> REQUIRED WORK
All of the entries are to be restated word for word.

Recorded data:
——————

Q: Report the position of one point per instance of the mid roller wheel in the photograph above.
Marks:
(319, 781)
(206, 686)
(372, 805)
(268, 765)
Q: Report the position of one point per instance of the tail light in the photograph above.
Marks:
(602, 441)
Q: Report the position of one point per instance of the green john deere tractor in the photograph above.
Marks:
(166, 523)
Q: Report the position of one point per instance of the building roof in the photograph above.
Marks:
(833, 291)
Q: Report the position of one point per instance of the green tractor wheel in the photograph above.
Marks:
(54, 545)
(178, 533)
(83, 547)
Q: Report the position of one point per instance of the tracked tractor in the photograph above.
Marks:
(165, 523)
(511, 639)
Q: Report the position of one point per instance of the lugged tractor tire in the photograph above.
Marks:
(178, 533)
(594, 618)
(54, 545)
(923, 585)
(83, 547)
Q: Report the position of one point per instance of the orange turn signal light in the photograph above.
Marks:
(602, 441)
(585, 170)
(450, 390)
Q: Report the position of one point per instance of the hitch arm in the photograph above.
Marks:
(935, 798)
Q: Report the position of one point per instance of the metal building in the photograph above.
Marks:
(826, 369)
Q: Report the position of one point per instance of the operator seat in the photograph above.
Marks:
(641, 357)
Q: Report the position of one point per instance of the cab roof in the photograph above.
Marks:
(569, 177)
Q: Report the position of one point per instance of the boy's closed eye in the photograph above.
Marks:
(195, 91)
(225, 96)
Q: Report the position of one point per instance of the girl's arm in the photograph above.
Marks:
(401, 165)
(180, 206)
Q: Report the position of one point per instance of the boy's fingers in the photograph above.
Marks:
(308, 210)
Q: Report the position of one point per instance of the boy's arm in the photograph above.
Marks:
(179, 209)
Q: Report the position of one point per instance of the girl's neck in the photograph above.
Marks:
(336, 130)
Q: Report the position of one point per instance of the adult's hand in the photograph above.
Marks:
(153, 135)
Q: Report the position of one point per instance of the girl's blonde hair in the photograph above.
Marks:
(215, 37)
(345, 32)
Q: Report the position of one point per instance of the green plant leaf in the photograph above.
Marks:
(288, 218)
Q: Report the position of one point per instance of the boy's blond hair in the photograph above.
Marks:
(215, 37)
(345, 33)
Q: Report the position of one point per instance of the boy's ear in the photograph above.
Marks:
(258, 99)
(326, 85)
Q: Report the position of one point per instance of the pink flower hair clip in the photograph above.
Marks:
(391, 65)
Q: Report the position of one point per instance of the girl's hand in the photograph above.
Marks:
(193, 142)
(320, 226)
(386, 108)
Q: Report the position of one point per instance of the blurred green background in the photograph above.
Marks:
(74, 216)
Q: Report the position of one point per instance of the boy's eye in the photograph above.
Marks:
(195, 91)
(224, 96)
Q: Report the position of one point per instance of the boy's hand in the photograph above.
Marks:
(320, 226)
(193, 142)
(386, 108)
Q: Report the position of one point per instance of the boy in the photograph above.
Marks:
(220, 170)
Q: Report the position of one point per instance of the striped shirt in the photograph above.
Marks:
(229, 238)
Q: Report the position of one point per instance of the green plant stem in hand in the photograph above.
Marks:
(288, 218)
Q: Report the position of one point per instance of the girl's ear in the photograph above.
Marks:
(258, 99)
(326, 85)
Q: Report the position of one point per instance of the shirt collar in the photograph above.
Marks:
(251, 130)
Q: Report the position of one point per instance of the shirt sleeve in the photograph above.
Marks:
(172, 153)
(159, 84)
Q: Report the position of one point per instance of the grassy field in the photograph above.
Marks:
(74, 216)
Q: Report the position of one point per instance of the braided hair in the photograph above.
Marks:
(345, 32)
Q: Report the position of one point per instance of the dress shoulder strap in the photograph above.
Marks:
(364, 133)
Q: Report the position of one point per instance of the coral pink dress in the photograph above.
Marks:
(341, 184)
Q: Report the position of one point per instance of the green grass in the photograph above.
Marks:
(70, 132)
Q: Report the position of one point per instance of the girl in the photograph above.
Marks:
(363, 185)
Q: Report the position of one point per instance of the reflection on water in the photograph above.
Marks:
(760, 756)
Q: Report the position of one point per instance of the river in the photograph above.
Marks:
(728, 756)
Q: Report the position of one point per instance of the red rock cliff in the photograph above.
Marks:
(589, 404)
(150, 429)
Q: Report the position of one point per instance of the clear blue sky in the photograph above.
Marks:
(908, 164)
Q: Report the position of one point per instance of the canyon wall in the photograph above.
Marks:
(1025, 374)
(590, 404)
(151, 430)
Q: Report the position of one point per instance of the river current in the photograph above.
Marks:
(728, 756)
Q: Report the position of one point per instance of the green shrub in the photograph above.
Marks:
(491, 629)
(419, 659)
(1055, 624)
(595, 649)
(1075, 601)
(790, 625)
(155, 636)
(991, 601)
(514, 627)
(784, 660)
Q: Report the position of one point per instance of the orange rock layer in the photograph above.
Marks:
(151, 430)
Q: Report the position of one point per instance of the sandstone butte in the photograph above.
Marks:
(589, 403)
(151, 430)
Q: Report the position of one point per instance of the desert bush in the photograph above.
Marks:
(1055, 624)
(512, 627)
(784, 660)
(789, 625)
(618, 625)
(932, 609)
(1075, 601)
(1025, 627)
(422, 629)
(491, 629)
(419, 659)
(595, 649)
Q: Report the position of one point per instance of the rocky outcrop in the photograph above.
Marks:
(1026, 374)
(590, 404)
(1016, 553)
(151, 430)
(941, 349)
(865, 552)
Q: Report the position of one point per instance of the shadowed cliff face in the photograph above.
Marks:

——————

> PROBLEM SOLUTION
Q: Report the position of one point per instance of the mid roller wheel in the photograph above.
Marks:
(319, 781)
(206, 686)
(372, 805)
(268, 765)
Q: Report the position of one point per instance of the tail light in the photograph above.
Marks:
(602, 441)
Q: Report the position of one point per instance of the green john deere tractor in the photograph above.
Marks:
(166, 523)
Q: Report the position of one point per instance of the building roof in the photograph above.
Marks:
(833, 291)
Q: Report the position of one point per instance of the green tractor wheel in the photograph above.
Marks:
(54, 545)
(178, 533)
(83, 547)
Q: Report the position of one point per instance of the tracked tractor in the photograph above.
Marks:
(165, 523)
(511, 639)
Q: Report the position of one point per instance of the lugged tractor tire in the photograph above.
Marks:
(178, 533)
(594, 618)
(54, 545)
(923, 585)
(83, 547)
Q: Report the position of one point per instance of the orange turn signal light in the photograph above.
Marks:
(602, 441)
(585, 170)
(450, 390)
Q: Report the position of one point per instance of the hitch arm in the photograph above.
Marks:
(935, 798)
Q: Report the position of one point per instance of the metal building in the photograph above.
Marks:
(826, 369)
Q: Report the position of one point per instance of the operator seat in the photograph above.
Marks:
(641, 357)
Q: Report the position of one point per instance of the cab roof in the photograph above.
Marks:
(569, 177)
Q: Report the position of one point per instance of the boy's closed eye in the photograph above.
Marks:
(195, 91)
(225, 96)
Q: Report the position of one point per instance of the girl's arm in the photograph above.
Marks:
(401, 165)
(180, 206)
Q: Report the position of one point per instance of the boy's fingers in the photograph above.
Marks:
(308, 210)
Q: Report the position of one point per instance of the boy's arm in the photograph above.
Marks:
(179, 209)
Q: Report the position of one point per instance of the girl's neck in the photograph above.
Marks:
(336, 130)
Q: Report the position of one point per instance of the adult's hand in the photograph above.
Marks:
(153, 135)
Q: Report the position of one point per instance of the girl's blonde hair in the photograph above.
Marks:
(215, 37)
(345, 32)
Q: Report the position of one point per instance of the green plant leaf in the photograph above.
Marks:
(288, 218)
Q: Report the position of one point per instance of the boy's blond hair in the photograph above.
Marks:
(215, 37)
(345, 33)
Q: Report the position of one point per instance of the boy's ear in the photograph above.
Marks:
(258, 99)
(326, 85)
Q: Report the position of one point per instance of the pink flower hair clip in the photograph above.
Marks:
(391, 65)
Q: Report the position of one point per instance of the girl's hand in the photograph above.
Marks:
(193, 142)
(320, 226)
(386, 108)
Q: Report the position of one point per instance of the blurred green background in the photograph above.
Marks:
(74, 216)
Q: Report the position of one point per instance of the boy's eye in the photograph above.
Marks:
(195, 91)
(224, 96)
Q: Report the position of one point per instance of the boy's hand in the photograph above.
Marks:
(320, 226)
(193, 142)
(386, 108)
Q: Report the position of one point per instance of the boy in the photograph above.
Marks:
(220, 170)
Q: Report the position of one point per instance of the striped shirt in the photograph above.
Marks:
(229, 238)
Q: Report the position of one point per instance of the green plant stem in hand in the photograph above.
Marks:
(288, 218)
Q: Report the position of one point per instance of the girl's ear in the photograph above.
Marks:
(258, 99)
(326, 85)
Q: Report the position of one point per instance of the shirt collar in the photograph above.
Marks:
(251, 130)
Q: Report the position of one point per instance of the shirt sleeve in the photograph above.
Marks:
(172, 153)
(159, 84)
Q: Report the position of one point per instance of the grassy field in the photograph above.
Marks:
(74, 216)
Q: Report the position of one point per instance of the braided hair in the photograph above.
Marks:
(345, 32)
Q: Report the position of one point per instance of the dress shoulder strap in the photograph above.
Marks:
(364, 133)
Q: Report the position of one point per instance of the coral pink dress in the photograph above.
Marks:
(341, 184)
Q: Report the position of one point per instance of the green grass in the photograph above.
Marks:
(70, 132)
Q: Report the position of one point per instance of the girl in the photograph above.
Marks:
(363, 185)
Q: Report the position of one point per instance of the reflection on water in the photograph above.
Marks:
(760, 756)
Q: Report the position of one point per instance of the river in the photograph above.
Marks:
(728, 756)
Q: Report the position of one point per instance of the red rock cliff in the photograph above.
Marks:
(589, 404)
(150, 429)
Q: Report the position of one point per instance of the clear blue sky in the photograph above.
Marks:
(908, 164)
Q: Report the position of one point per instance of the canyon wall in the photograph above.
Marks:
(1025, 374)
(590, 404)
(151, 430)
Q: Report the position of one point per instance of the river current in the photograph above.
Marks:
(728, 756)
Q: Report the position of one point per instance of the green shrub in the photograph above.
Marks:
(491, 629)
(419, 659)
(1055, 624)
(595, 649)
(1075, 601)
(790, 625)
(155, 636)
(991, 601)
(514, 627)
(784, 660)
Q: Report the position of one point per instance of the orange rock layer in the photograph above.
Marks:
(151, 430)
Q: Report the position of one point per instance of the sandstone butte in the photograph above.
Marks:
(589, 403)
(151, 430)
Q: Report the position of one point per instance of the desert bush in the photograph above.
Marks:
(1055, 624)
(512, 627)
(784, 660)
(789, 625)
(618, 625)
(932, 609)
(1075, 601)
(1025, 627)
(422, 629)
(491, 629)
(419, 659)
(595, 649)
Q: Report the position of one point per instance of the rocky outcrop in the photograph above.
Marks:
(1026, 374)
(590, 404)
(1016, 553)
(151, 430)
(941, 349)
(865, 552)
Q: Report the position of one point per instance of the shadowed cliff face in the photograph above.
Marks:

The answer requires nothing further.